**PROBLEM TO SOLVE:** In the article about Monique Jackson's long illness, how many miles does she cycle each day in normal times?

She got ill when the pandemic hit - and still is, six months later
Monique Jackson believes she caught Covid-19 early in the pandemic and nearly six months later she's still unwell. One of thousands in this position, she has been keeping an illustrated diary about her symptoms and her vain attempts to get treatment.
About a year ago, Monique Jackson watched a Ted talk about mushrooms and was enthralled. Fungi, the speaker said, are the original world wide web, they have a network that runs under entire forests; it enables trees to help each other if they get into trouble.
These days, as she battles the coronavirus for the 24th week in a row, it's something she thinks about often.
She has suspected "long-tail Covid" a distinct reaction to the virus that doctors are just beginning to study. She got sick in March and at first it seemed to be a mild version of the disease but her symptoms have never gone away. Months later, she is struggling to understand what is happening to her body.
Monique is an extrovert, almost hyperactive she says. In normal times, she practises Thai boxing and jiu-jitsu and cycles 12 miles a day to and from her job in an art gallery in central London.
But the past few months have profoundly changed her life. Now, she has a list on her bedroom wall reminding her to save enough energy each day to brush her teeth.
"I'm not a lazy person," she says. Some days, though, it's all she can do to get down the stairs.
While her body refuses to co-operate she's found an outlet for her restlessness in Instagram, where she's started an illustrated diary of her symptoms.
She's using the diary to tell people about this new condition and to connect with others in the same position, the "long-haulers".

**INPUT DATA:**
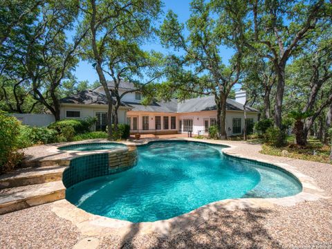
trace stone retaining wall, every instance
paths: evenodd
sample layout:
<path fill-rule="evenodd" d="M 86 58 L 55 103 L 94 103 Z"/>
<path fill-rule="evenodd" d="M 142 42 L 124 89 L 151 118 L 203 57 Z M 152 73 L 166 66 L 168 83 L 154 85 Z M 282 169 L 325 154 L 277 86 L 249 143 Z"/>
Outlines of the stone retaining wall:
<path fill-rule="evenodd" d="M 82 156 L 71 160 L 62 181 L 68 188 L 82 181 L 129 169 L 137 164 L 135 145 L 102 154 Z"/>

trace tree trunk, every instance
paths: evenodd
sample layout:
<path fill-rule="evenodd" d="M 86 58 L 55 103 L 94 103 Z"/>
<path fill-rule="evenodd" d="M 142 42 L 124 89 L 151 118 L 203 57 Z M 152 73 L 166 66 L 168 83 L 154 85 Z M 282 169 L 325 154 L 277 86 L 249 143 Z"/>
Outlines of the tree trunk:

**ANSWER BOX:** 12 miles, to and from her job.